= 課題 A =
項目のうち、「Tag a point on every instance of the white window」を含む行から項目の最後までを、依頼文も含めてすべて書き直してください。その際、解答に含まれる座標の数値はすべて2.3倍にし、整数に丸めてください（0.5は切り上げます）。
·····
二十四詩品 十二 豪放
- 豪放 … 詩風が大らかで、意気が盛んなこと。
- 荒・狂・蒼・旁・凰・桑(平声陽韻)。
- ウィキソース「二十四詩品」参照。
觀花匪禁、呑吐大荒。
花を観て禁ぜらるるに匪ず、大荒を呑吐す。
由道返氣、處得以狂。
道に由りて気に返れば、処し得るに狂を以てす。
- 由道 … 自然の道理に従って。
- 返気 … 豪気を育む。
- 処得 … 処置することができる。ここでは創作することができる。
- 狂 … 普通の型を超えて自由自在なさま。
天風浪浪、海山蒼蒼。
天風は浪浪と、海山は蒼蒼たり。
眞力彌滿、萬象在旁。
真力弥満すれば、万象旁に在り。
- 真力 … 真の力。ここでは精神の活力を指す。
- 弥満 … 満ち溢れる。広くはびこる。弥漫。
- 万象 … 森羅万象。宇宙間に存在するすべての物や一切の現象。
- 在旁 …すぐ近くの辺りにあること。
前招三辰、後引鳳凰。
前に三辰を招き、後に鳳凰を引く。
- 前 … まずは。
- 三辰 … 日・月・星のこと。『左伝』桓公二年に「三辰旂旗は、其の明を昭かにするなり」(三辰旂旗、昭其明也)とある。ウィキソース「春秋左氏傳/桓公」参照。
- 招 … 手招きする。誘って、来させる。
·····
= 課題 B =
本文では、「三辰」は何を指すと説明されていますか。
·····
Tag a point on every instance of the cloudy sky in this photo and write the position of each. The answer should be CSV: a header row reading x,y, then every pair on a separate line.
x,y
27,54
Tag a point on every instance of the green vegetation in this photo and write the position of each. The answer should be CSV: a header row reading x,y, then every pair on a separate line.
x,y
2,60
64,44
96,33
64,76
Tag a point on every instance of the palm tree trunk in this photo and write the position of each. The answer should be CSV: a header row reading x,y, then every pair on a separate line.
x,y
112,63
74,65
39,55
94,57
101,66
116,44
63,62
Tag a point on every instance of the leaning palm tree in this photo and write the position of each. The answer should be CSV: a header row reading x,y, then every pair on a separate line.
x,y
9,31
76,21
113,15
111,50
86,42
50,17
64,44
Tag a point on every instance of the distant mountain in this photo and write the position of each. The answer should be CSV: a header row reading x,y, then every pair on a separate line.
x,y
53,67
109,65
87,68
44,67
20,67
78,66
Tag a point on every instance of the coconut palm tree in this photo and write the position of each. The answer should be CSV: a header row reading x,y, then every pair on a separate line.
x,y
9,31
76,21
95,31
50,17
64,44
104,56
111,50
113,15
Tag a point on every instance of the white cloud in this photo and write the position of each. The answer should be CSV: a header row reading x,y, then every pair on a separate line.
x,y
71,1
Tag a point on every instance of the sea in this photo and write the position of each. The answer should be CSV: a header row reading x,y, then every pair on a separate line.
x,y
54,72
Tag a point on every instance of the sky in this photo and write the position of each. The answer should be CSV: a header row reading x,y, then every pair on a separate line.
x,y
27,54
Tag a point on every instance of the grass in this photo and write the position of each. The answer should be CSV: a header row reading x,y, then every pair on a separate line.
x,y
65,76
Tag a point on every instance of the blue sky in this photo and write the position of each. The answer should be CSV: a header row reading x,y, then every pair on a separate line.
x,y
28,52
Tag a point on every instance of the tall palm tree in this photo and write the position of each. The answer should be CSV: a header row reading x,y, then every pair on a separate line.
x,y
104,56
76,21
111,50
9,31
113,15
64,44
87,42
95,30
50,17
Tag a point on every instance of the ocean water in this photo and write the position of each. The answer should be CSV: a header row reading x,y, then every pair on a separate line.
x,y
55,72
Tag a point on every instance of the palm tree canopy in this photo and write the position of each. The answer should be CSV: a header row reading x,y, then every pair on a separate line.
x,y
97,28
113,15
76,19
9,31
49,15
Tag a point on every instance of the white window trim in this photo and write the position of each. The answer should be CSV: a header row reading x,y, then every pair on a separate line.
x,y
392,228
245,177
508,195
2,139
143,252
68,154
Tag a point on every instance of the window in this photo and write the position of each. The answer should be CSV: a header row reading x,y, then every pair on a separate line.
·····
= 解答 A =
Tag a point on every instance of the white window trim in this photo and write the position of each. The answer should be CSV: a header row reading x,y, then every pair on a separate line.
x,y
902,524
564,407
1168,449
5,320
329,580
156,354
Tag a point on every instance of the window in this photo and write the position of each. The answer should be CSV: a header row reading x,y, then every pair on a separate line.

= 解答 B =
日・月・星のことです。